▶ INPUT FOR THIS TASK
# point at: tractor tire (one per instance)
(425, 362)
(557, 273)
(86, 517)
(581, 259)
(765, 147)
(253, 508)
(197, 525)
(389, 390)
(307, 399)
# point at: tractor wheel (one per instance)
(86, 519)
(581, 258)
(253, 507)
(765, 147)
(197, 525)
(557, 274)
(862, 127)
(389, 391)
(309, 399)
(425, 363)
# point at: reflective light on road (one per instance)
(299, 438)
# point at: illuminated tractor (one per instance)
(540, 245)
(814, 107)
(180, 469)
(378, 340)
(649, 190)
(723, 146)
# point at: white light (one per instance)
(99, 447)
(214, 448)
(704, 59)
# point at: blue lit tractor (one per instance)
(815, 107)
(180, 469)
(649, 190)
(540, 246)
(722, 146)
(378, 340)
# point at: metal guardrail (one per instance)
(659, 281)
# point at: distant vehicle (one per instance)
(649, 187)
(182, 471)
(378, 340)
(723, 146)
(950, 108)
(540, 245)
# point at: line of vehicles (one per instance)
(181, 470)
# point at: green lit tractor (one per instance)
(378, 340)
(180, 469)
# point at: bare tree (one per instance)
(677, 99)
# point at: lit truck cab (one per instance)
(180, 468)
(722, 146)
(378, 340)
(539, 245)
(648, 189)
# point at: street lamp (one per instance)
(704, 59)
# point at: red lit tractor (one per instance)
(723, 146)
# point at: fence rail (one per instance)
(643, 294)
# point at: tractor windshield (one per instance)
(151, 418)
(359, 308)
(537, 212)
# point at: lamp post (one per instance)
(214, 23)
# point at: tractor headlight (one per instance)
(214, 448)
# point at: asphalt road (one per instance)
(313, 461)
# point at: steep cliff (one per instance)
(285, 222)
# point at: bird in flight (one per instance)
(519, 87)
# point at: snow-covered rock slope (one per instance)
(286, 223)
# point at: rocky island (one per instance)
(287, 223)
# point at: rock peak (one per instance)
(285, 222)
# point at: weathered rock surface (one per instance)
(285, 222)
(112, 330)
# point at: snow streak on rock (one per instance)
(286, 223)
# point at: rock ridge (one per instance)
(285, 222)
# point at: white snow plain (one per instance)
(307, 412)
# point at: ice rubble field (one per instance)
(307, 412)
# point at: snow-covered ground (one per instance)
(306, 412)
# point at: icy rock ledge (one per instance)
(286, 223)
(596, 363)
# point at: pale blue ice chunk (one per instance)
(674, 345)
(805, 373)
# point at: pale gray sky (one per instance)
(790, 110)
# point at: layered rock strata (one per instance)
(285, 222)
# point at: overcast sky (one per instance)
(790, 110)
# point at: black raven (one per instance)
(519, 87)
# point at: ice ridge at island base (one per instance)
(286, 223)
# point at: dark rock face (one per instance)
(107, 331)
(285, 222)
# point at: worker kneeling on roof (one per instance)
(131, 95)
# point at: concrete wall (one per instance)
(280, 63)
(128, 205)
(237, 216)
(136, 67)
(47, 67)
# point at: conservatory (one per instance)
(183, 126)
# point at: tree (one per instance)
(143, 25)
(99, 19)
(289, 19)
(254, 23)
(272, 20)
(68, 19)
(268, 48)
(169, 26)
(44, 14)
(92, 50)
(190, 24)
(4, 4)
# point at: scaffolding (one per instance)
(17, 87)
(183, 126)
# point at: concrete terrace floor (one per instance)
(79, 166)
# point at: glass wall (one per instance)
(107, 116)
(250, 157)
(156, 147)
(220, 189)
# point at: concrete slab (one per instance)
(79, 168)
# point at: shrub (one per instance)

▶ THE REQUEST
Reproduce the entries above in full, verbatim.

▶ OUTPUT BELOW
# point at: tractor tire (one per instance)
(425, 362)
(557, 273)
(86, 517)
(581, 259)
(765, 147)
(253, 508)
(197, 525)
(389, 390)
(307, 399)
# point at: tractor wheel (one per instance)
(86, 519)
(581, 258)
(253, 507)
(765, 147)
(197, 525)
(557, 274)
(862, 127)
(389, 391)
(309, 399)
(425, 363)
# point at: reflective light on road (one per instance)
(299, 438)
# point at: illuminated tractor (one per instance)
(540, 245)
(814, 107)
(180, 469)
(378, 340)
(649, 190)
(723, 146)
# point at: white light (one per instance)
(99, 447)
(214, 448)
(704, 59)
# point at: blue lit tractor (one per instance)
(815, 107)
(180, 469)
(649, 190)
(540, 246)
(722, 146)
(378, 340)
# point at: metal guardrail (one per instance)
(659, 281)
# point at: distant vehicle (one per instance)
(649, 187)
(182, 471)
(378, 340)
(723, 146)
(950, 108)
(540, 245)
# point at: line of vehicles (one per instance)
(181, 470)
# point at: green lit tractor (one per instance)
(378, 340)
(180, 469)
# point at: bare tree (one per instance)
(677, 99)
# point at: lit truck cab (one per instance)
(180, 468)
(722, 146)
(378, 340)
(539, 245)
(648, 189)
# point at: street lamp (one per instance)
(704, 59)
# point at: red lit tractor (one per instance)
(723, 146)
# point at: fence rail (one per instance)
(643, 294)
# point at: tractor windshield (one per instance)
(151, 418)
(359, 308)
(537, 212)
# point at: lamp post (one per instance)
(214, 23)
# point at: tractor headlight (one per instance)
(214, 448)
# point at: asphalt road (one per instance)
(313, 461)
# point at: steep cliff (one per instance)
(285, 222)
# point at: bird in flight (one per instance)
(519, 87)
# point at: snow-covered rock slope (one per instance)
(286, 223)
# point at: rocky island (one per instance)
(287, 223)
# point at: rock peak (one per instance)
(285, 222)
# point at: weathered rock surface (one per instance)
(285, 222)
(112, 330)
# point at: snow streak on rock (one per instance)
(286, 223)
# point at: rock ridge (one per instance)
(285, 222)
# point at: white snow plain (one per instance)
(307, 412)
# point at: ice rubble field (one per instance)
(307, 412)
# point at: snow-covered ground (one per instance)
(306, 412)
# point at: icy rock ledge (one per instance)
(286, 223)
(596, 363)
# point at: pale blue ice chunk (one per instance)
(674, 345)
(805, 373)
# point at: pale gray sky (one per instance)
(790, 110)
# point at: layered rock strata (one per instance)
(285, 222)
# point at: overcast sky (one per instance)
(790, 110)
# point at: black raven (one per instance)
(519, 87)
# point at: ice ridge at island base (one per instance)
(286, 223)
# point at: dark rock face (one per instance)
(107, 331)
(285, 222)
# point at: worker kneeling on roof (one per instance)
(131, 95)
# point at: concrete wall (one per instance)
(280, 63)
(128, 205)
(237, 216)
(136, 67)
(47, 67)
# point at: conservatory (one per instance)
(183, 126)
# point at: tree (one per instance)
(143, 25)
(99, 19)
(289, 19)
(254, 23)
(272, 20)
(68, 19)
(268, 48)
(169, 26)
(44, 14)
(92, 50)
(190, 24)
(4, 4)
# point at: scaffolding (one per instance)
(17, 87)
(183, 126)
# point at: concrete terrace floor (one per instance)
(79, 166)
# point at: glass wall (one per instance)
(107, 116)
(250, 157)
(156, 147)
(220, 189)
# point at: concrete slab (one per instance)
(79, 168)
# point at: shrub (one per instance)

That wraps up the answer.